→ **DO THIS**
Return, verbatim, each line from the entries below that contains the word "small".

→ **DATA TO USE**

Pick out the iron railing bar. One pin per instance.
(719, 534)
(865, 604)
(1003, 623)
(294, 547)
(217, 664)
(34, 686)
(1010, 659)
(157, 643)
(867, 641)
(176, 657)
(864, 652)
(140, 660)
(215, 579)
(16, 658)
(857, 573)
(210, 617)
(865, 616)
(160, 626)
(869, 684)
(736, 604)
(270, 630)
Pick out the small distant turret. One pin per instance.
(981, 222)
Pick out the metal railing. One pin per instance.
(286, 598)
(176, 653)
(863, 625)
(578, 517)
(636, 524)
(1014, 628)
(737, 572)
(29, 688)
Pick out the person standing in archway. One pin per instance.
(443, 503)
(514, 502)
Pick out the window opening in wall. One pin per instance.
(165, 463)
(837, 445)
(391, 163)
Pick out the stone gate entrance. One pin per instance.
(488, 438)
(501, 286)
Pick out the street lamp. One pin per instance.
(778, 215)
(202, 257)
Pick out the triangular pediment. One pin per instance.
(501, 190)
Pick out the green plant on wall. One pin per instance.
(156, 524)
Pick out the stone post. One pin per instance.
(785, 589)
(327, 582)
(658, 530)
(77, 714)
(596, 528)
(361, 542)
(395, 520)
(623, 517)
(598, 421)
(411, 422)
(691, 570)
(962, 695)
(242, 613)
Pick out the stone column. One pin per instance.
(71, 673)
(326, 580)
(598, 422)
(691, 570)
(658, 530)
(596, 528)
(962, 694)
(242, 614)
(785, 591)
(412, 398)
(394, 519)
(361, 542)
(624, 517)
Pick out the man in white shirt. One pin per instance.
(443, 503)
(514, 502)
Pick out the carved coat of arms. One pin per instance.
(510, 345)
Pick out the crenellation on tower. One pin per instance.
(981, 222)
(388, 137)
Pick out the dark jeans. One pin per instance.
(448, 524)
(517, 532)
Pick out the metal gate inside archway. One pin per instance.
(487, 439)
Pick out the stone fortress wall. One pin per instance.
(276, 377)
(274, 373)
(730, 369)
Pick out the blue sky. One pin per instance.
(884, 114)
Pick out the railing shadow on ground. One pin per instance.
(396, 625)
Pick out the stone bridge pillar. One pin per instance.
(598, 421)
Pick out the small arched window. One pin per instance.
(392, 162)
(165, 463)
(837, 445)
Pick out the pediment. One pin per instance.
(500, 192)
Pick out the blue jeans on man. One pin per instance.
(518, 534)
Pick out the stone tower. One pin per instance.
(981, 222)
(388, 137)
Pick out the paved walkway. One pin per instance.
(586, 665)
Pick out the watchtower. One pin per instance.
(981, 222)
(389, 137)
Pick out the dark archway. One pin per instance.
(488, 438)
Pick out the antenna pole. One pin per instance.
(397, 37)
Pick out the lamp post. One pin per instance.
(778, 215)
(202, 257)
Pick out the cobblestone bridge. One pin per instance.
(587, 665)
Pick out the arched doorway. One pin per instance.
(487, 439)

* * *

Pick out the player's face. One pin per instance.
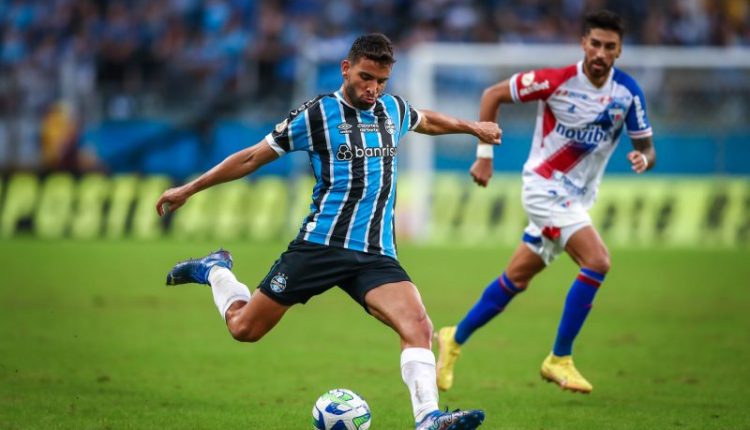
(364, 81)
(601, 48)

--

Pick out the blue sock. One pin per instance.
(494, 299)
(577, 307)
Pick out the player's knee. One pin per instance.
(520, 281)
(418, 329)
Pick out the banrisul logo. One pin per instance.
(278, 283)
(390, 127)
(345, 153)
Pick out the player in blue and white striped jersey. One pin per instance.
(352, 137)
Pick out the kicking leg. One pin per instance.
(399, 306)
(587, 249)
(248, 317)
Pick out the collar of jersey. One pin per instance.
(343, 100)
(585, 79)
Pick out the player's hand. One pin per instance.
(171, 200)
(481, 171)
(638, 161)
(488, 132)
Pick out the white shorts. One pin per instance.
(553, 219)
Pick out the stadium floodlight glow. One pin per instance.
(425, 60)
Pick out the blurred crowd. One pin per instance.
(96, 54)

→ **COMPLETE ANSWER**
Pick out the small distant turret. One pin per instance.
Pick out the small arched window. One pin per instance.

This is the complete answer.